• Task list:
**1)** In the article on the US-Taliban peace deal below, who signed the agreement in Doha?
**2)** Write the next part of the article on the US-Taliban peace deal, picking up after its final sentence.

• Text excerpt:
::::
Trump’s Taliban Deal Leaves Haqqani Question Unanswered. Road Ahead Fraught With Peril

Donald Trump finally managed to get an interim peace agreement inked with the Taliban, opening the door to a possible US troop withdrawal over the next 14 months.

The deal, signed in Doha by Mullah Abdul Ghani Baradar and US special envoy Zalmay Khalilzad, sets the stage for more complex negotiations with the Afghan government.

“We hope the US-Taliban peace will lead to a permanent ceasefire…The nation is looking forward to a full ceasefire”, Ashraf Ghani said, during a press conference in Kabul with Mark Esper, who called Saturday “a hopeful moment, but only the beginning”.


In essence, the agreement calls for the US to scale back its troop presence in Afghanistan to under 9,000 from around 13,000 over the next 135 days.

A full withdrawal could come by April 2021 assuming the Taliban makes good on its commitments which, generally speaking, entail not killing a bunch of people and, crucially, not providing sanctuary for Sunni extremists who might be planning to do things like… oh, I don’t know, fly planes into skyscrapers, for example.

As the deal was being finalized Saturday in Qatar, the Taliban told its fighters to “refrain from any kind of attack for the happiness of the nation”.

NATO, meanwhile, plans to pull some 4,000 troops out of the country as part of the first phase of what promises to be a tenuous agreement.

The Afghan government will need to sort out how to share power with the Taliban, no easy task.

The presence of US troops in the country for at least another 14 months ostensibly means the government won’t have to negotiate under duress, but now that the Taliban knows when the US plans to leave, one can’t help but characterize this as anything other than a foreign policy gamble –  and a pretty epic one at that.

“The Haqqani Network is still classified as a terrorist group by the United States, having carried out dozens of deadly suicide bombings [and] the leader of the network, Sirajuddin Haqqani, is the Taliban’s deputy leader and operational commander”, The New York Times dryly notes, underscoring just how tenuous this situation really is.

Haqqani wrote the following in an Op-Ed for The Times called “What We, The Taliban, Want“, published earlier this month:

The long war has exacted a terrible cost from everyone. We thought it unwise to dismiss any potential opportunity for peace no matter how meager the prospects of its success. For more than four decades, precious Afghan lives have been lost every day. Everyone has lost somebody they loved. Everyone is tired of war. I am convinced that the killing and the maiming must stop.
::::
[Records excerpted from a collection]
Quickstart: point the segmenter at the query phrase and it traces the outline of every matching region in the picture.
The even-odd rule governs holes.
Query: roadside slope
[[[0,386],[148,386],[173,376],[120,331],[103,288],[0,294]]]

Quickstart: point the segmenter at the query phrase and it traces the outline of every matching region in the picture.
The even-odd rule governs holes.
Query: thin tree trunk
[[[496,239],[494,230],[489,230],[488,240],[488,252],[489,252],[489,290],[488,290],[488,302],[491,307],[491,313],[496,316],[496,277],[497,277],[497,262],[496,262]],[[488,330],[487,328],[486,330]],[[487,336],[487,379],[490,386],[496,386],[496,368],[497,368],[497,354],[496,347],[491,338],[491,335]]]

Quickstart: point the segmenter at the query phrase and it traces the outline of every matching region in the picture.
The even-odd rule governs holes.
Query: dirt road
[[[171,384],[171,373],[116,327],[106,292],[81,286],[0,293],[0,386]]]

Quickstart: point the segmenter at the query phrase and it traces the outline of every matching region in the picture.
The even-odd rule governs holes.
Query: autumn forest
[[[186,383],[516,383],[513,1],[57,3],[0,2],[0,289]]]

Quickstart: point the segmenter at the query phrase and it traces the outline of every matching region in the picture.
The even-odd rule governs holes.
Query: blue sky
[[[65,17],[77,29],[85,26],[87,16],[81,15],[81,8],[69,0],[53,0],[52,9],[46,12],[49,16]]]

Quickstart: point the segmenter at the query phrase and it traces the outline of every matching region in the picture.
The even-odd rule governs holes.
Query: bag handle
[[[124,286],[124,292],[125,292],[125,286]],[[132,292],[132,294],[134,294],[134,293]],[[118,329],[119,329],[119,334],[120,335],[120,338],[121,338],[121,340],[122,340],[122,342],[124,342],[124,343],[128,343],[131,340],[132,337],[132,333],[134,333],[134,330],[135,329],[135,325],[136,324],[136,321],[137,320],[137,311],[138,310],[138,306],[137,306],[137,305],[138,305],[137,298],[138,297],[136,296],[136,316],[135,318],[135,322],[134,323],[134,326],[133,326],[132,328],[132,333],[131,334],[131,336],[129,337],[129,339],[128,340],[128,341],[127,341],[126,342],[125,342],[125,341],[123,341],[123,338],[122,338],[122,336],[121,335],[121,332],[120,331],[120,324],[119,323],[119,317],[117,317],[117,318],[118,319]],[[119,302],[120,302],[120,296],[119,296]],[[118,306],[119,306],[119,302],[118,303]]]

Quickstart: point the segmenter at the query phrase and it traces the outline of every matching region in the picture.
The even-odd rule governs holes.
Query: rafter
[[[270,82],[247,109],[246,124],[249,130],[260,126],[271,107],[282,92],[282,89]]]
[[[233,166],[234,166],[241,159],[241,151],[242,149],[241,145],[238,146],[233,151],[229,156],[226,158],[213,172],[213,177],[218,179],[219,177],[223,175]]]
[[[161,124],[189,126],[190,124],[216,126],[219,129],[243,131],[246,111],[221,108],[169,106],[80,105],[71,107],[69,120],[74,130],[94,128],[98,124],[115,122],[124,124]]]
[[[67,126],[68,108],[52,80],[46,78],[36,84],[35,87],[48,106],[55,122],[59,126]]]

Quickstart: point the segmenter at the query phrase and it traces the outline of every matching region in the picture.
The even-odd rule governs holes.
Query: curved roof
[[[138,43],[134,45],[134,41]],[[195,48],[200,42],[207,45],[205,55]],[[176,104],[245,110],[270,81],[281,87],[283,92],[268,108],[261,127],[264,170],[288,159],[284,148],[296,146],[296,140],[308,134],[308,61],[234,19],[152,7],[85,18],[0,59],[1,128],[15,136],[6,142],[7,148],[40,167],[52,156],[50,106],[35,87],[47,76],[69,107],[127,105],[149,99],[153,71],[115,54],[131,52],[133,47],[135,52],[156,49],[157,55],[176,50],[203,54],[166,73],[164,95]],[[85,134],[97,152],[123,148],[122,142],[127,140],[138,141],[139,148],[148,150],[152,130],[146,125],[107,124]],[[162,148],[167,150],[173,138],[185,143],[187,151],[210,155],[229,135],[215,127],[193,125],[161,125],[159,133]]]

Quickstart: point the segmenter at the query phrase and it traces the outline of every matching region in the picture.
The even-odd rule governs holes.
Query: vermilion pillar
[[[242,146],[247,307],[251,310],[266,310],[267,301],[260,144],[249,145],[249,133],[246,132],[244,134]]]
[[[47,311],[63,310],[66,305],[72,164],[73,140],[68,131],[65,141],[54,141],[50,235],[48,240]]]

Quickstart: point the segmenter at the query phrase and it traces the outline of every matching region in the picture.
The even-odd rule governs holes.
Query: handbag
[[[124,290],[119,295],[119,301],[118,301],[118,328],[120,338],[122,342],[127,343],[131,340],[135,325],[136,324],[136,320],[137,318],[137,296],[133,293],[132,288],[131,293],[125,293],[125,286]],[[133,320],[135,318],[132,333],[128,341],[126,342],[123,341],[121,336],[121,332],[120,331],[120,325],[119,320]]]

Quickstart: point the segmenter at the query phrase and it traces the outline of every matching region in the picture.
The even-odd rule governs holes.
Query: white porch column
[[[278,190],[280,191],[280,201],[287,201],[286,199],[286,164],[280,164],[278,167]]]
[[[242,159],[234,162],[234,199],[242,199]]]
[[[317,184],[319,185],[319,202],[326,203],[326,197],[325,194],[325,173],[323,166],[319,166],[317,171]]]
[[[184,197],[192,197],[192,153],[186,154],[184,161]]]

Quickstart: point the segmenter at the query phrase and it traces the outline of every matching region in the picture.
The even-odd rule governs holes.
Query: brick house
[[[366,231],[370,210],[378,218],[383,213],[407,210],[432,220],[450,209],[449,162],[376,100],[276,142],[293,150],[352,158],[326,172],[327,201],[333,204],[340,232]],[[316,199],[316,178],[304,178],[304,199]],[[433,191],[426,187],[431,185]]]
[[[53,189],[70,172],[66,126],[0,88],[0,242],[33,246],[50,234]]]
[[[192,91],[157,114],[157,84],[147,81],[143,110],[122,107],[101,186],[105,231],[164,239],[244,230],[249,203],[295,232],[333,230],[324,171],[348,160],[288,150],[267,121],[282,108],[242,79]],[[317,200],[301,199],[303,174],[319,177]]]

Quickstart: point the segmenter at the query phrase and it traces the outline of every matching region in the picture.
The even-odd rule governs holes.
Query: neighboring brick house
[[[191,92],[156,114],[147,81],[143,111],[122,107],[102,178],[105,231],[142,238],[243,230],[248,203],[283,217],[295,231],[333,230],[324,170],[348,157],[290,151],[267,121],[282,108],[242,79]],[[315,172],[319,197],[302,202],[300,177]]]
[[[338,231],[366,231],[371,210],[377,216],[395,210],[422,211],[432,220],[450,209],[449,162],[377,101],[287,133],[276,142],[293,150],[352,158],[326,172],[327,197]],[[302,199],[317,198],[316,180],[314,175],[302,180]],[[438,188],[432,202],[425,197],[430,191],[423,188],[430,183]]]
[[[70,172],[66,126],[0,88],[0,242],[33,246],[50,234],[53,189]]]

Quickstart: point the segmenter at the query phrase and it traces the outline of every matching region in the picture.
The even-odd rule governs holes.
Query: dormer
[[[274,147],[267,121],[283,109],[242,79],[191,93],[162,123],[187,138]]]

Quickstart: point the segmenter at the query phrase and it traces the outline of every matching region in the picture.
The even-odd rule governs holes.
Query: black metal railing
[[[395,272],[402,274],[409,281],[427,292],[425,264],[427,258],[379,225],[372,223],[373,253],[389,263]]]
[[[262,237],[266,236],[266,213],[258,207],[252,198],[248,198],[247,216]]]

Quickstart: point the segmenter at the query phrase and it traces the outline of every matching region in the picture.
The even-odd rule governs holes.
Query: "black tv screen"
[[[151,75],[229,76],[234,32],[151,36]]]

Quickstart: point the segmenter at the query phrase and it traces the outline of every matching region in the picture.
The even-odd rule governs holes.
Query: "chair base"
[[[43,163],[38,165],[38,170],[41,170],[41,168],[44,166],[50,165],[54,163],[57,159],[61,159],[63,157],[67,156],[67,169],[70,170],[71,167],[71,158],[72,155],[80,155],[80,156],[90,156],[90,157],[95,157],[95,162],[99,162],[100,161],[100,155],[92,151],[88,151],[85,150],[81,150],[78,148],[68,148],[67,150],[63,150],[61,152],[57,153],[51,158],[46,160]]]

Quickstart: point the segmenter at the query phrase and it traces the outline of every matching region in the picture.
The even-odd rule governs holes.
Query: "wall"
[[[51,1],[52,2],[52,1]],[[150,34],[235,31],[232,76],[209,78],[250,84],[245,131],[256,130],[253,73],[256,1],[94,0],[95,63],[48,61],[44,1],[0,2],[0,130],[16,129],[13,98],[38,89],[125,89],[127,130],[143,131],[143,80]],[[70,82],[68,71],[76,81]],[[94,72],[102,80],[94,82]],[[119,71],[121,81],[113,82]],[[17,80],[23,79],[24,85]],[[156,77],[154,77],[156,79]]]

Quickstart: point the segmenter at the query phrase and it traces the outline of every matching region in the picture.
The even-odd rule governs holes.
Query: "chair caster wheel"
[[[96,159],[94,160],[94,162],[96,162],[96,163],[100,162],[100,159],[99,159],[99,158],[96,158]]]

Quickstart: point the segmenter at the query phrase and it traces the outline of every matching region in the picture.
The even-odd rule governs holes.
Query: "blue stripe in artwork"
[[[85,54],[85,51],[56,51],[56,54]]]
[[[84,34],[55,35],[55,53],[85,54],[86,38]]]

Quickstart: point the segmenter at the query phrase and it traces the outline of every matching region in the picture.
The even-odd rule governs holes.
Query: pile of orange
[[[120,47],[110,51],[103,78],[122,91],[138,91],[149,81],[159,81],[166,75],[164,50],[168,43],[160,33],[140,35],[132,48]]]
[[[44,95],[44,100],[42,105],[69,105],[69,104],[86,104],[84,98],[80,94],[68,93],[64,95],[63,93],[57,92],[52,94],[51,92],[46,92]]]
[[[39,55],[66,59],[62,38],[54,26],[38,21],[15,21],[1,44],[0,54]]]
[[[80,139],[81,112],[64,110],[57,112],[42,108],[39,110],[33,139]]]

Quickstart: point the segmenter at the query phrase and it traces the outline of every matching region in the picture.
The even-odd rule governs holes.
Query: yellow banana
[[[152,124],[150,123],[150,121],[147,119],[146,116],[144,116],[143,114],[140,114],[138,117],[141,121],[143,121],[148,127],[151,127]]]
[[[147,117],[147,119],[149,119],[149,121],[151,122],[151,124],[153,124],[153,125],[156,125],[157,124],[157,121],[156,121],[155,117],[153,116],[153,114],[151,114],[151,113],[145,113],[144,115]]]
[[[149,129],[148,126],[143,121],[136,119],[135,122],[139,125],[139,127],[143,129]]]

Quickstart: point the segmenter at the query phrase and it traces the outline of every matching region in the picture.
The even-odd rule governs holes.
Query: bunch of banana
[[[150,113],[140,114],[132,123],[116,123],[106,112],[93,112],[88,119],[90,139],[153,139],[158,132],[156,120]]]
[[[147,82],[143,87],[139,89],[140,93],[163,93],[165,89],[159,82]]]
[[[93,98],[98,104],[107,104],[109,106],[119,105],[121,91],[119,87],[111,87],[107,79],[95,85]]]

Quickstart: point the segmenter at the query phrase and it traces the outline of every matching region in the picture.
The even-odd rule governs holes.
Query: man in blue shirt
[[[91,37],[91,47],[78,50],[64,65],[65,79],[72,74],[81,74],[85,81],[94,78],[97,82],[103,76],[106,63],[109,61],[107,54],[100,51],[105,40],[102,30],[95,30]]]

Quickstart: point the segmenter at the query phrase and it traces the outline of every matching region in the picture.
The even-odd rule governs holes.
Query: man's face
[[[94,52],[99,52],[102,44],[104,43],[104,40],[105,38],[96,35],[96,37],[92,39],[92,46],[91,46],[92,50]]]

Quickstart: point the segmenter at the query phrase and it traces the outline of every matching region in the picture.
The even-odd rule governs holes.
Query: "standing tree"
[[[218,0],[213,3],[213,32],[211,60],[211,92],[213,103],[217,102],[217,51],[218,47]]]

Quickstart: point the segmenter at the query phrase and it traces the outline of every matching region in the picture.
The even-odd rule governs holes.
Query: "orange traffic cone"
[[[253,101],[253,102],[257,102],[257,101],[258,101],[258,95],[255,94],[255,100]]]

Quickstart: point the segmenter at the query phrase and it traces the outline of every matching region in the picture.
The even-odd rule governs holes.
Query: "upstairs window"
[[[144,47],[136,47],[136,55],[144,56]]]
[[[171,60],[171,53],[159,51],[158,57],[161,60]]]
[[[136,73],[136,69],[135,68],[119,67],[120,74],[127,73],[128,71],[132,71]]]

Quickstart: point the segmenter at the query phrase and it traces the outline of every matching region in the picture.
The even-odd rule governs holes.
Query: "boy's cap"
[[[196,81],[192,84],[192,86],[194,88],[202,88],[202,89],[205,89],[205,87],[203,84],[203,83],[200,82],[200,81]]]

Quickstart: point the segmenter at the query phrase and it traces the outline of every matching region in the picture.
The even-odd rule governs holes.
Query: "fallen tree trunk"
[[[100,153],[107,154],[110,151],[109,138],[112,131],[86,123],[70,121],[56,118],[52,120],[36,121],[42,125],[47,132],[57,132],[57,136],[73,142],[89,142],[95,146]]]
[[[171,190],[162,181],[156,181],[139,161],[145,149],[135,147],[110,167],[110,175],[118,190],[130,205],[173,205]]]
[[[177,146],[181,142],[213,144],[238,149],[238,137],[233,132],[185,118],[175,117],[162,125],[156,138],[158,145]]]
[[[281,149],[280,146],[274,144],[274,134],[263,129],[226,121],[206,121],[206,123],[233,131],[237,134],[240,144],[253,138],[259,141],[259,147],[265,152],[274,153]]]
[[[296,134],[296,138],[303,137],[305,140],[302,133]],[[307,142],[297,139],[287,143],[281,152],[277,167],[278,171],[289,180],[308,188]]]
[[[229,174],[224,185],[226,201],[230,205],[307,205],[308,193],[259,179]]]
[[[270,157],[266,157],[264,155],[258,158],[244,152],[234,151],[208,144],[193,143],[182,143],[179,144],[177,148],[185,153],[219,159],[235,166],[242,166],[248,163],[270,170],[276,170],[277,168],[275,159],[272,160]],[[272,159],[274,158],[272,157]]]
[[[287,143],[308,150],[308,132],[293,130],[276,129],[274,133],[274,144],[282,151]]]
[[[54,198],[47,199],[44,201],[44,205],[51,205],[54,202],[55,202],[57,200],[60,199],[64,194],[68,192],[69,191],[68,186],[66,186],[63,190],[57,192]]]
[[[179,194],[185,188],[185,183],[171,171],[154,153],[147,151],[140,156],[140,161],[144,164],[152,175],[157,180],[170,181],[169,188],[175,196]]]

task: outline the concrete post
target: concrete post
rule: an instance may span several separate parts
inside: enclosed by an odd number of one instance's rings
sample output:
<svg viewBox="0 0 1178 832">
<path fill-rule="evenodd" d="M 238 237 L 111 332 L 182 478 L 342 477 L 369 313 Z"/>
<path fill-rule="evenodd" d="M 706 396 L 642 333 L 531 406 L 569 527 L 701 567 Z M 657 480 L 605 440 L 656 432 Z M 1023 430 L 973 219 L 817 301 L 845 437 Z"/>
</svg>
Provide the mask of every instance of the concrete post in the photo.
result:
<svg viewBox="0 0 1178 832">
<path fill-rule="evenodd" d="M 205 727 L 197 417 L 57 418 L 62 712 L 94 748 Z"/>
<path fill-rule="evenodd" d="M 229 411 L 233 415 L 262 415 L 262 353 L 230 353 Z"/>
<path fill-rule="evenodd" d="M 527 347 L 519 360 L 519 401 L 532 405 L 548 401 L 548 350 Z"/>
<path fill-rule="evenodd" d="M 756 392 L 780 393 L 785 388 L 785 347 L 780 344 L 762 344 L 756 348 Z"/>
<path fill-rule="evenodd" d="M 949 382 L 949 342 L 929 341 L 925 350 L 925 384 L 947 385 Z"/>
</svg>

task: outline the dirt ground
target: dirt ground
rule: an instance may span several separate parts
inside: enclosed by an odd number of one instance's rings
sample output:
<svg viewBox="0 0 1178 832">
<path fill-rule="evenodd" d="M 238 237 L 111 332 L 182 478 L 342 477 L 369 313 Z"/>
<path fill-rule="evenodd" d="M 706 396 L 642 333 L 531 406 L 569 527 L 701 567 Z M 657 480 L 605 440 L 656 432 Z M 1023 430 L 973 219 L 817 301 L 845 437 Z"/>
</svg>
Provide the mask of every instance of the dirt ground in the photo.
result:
::::
• Task answers:
**1)** Mullah Abdul Ghani Baradar and US special envoy Zalmay Khalilzad signed it.

**2)**
We did not choose our war with the foreign coalition led by the United States. We were forced to defend ourselves. The withdrawal of foreign forces has been our first and foremost demand. That we today stand at the threshold of a peace agreement with the United States is no small milestone.

[…]

We are also aware of concerns about the potential of Afghanistan being used by disruptive groups to threaten regional and world security. But these concerns are inflated: Reports about foreign groups in Afghanistan are politically motivated exaggerations by the warmongering players on all sides of the war.

It is not in the interest of any Afghan to allow such groups to hijack our country and turn it into a battleground. We have already suffered enough from foreign interventions. We will take all measures in partnership with other Afghans to make sure the new Afghanistan is a bastion of stability and that nobody feels threatened on our soil.

Haqqani is still on the FBI’s most wanted list and The Times’s decision to publish the Op-Ed excerpted above drew sharp criticism from all corners, and even a pseudo-rebuke from Mujib Mashal, the Times’s own senior correspondent in Afghanistan.

To be clear, there is more than a little merit to that criticism. Haqqani is, in a word, dangerous. In two words, he’s a nemesis. In seven words, he is not a man to be trifled with. His legendary father (whose death was officially acknowledged by the Taliban only in 2018) was a CIA ally during the Cold War.

The Times defended its decision to publish the Op-Ed in an e-mail to the Washington Post last week:

We know firsthand how dangerous and destructive the Taliban is. But, our mission at Times Opinion is to tackle big ideas from a range of newsworthy viewpoints. We’ve actively solicited voices from all sides of the Afghanistan conflict, the government, the Taliban and from citizens. Sirajuddin Haqqani is the second-in-command of the Taliban at a time when its negotiators are hammering out an agreement with American officials in Doha that could result in American troops leaving Afghanistan. That makes his perspective relevant at this particular moment.

As part of the new agreement, the US may release up to 5,000 Taliban prisoners being held by the Afghan government, and will review current sanctions on the group’s members.

The deal is not officially a “ceasefire”. Rather, it’s a “reduction in violence”.

In the days leading up to Saturday’s deal, attacks across the country fell precipitously from the usual five-dozen (give or take) each day, to around 10.


Donald Trump’s relationship with the Taliban is — ummm — let’s just call it “complicated”.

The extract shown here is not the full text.